Directions: From the article about the PHENIX experiment, list each figure it gives for the size of the PHENIX detector.

Page excerpt:
--- begin ---

AMES, Iowa – John Lajoie, surrounded in his office by Star Trek posters and a few space hero action figures, recently made the case for nuclear physics research and the multi-million-dollar experiments and huge collaborations it takes to make discoveries.
Of course, said the Iowa State University professor of physics and astronomy, big physics experiments such as PHENIX at the U.S. Department of Energy’s Brookhaven National Laboratory in Upton, New York, will tell us about the building blocks of the universe. In the case of PHENIX, physicists are learning about the structure, characteristics and energy inside each and every proton.
“What we’re doing is studying what makes up the matter in the universe that we can see,” said Lajoie. (It sounds French, Laj-wah.)
But there’s a lot more that can come from colliding protons and gold nuclei then studying the particles that fly off, he said.
The PHENIX Experiment, for example, uses these collisions to learn about the strong nuclear force that binds the three quarks inside a proton and the protons and neutrons in the nuclei of atoms. Lajoie said understanding and harnessing that force could revolutionize our lives, just like understanding the electromagnetic force harnessed electricity and, eventually, put smart phones in our pockets.
“We mastered one of the forces of nature and put it to use,” Lajoie said. “Now, with the strong force, we’re still very much at the beginning, but there is enormous potential.”
Over time, as experiments produce more data and better understandings, Lajoie said the scientific yield could include new technologies. Researchers, for example, could engineer super-heavy nuclei that could be used for the rugged spacecraft shields required for long-distance space travel.
Smashing gold ions
Lajoie is a deputy spokesman for PHENIX, the Pioneering High Energy Nuclear Interaction eXperiment based at Brookhaven on New York’s Long Island. The collaboration includes some 500 scientists and engineers working with funding from agencies in a dozen countries.
The PHENIX detector is one of four detectors located around the 2.4-mile, underground ring of the Relativistic Heavy Ion Collider. The collider sends two beams of protons or heavy gold ions (they’re atoms stripped of their electrons) around the ring in opposite directions. It accelerates them to nearly the speed of light and then smashes them together. The detector – it’s a huge machine: 4,000 tons, 40 feet wide, four stories high – records and tracks the various particles that fly off the collisions.
The collisions of gold nuclei create temperatures of about 4 trillion degrees Celsius, 80 times hotter than the center of the sun. That’s hot enough to break up the ions’ neutrons and protons, releasing the subatomic quarks and gluons inside. You can think of gluons as the glue that binds the quarks inside protons and neutrons. The gluons are considered exchange particles that transmit the strong nuclear force.
Physicists say the conditions have re-created the quark-gluon plasma that existed about a millionth of a second after the Big Bang. Physicists are working to study and characterize that new state of matter. So far, they’ve found the plasma behaves more like a fluid than a hot gas.
Lajoie said scientists were stunned to discover that the quark-gluon fluid is almost perfect – it flows like a liquid without almost no viscosity.

--- end ---

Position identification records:

--- begin ---

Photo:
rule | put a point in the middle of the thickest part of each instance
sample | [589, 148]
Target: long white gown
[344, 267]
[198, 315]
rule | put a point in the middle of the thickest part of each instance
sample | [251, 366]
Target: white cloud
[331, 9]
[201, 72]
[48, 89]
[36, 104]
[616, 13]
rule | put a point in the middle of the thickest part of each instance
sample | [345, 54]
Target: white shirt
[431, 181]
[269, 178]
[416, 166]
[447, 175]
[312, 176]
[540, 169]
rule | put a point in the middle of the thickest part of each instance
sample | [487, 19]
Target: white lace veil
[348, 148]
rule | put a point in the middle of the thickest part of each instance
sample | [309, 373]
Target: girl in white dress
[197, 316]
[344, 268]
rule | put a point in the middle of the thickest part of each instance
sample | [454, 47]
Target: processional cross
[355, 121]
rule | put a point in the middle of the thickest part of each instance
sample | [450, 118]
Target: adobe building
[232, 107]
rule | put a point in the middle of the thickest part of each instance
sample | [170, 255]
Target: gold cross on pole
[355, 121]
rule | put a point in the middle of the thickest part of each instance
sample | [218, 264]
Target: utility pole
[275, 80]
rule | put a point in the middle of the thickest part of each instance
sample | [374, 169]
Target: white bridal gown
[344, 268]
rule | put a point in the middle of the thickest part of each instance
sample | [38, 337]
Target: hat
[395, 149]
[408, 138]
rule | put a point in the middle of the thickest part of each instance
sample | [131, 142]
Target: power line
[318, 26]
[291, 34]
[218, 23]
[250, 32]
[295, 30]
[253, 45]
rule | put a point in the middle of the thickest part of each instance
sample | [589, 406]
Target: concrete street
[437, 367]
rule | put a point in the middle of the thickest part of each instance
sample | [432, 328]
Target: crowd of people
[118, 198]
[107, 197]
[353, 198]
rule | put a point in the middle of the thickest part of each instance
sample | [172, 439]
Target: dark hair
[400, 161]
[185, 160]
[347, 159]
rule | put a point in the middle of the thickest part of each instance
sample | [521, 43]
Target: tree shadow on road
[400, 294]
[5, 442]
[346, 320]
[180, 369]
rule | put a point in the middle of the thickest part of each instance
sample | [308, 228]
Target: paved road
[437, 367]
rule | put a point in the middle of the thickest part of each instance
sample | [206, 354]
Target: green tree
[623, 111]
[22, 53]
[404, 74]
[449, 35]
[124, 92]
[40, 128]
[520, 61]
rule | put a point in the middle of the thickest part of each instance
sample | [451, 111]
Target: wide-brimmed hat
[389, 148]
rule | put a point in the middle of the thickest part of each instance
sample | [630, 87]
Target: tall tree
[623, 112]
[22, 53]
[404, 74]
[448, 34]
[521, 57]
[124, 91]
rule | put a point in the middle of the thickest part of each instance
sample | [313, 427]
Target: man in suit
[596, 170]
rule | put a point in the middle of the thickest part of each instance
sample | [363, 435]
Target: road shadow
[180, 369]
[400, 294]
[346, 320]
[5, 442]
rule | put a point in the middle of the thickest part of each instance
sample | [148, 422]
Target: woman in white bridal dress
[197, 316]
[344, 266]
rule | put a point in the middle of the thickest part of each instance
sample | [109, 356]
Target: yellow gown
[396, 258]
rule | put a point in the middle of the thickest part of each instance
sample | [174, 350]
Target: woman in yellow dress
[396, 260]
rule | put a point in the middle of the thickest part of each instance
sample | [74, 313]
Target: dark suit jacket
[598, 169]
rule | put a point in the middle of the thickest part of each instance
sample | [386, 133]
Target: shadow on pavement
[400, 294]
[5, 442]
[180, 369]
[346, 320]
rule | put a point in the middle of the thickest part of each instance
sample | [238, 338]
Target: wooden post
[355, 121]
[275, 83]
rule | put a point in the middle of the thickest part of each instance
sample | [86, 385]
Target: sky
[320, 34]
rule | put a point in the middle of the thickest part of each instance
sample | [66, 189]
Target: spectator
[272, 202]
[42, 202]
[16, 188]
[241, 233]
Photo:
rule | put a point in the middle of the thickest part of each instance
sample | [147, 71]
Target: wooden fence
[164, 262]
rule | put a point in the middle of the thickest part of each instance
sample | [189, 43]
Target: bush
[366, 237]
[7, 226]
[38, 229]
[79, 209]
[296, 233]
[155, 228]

--- end ---

Response:
- 4,000 tons
- 40 feet wide
- four stories high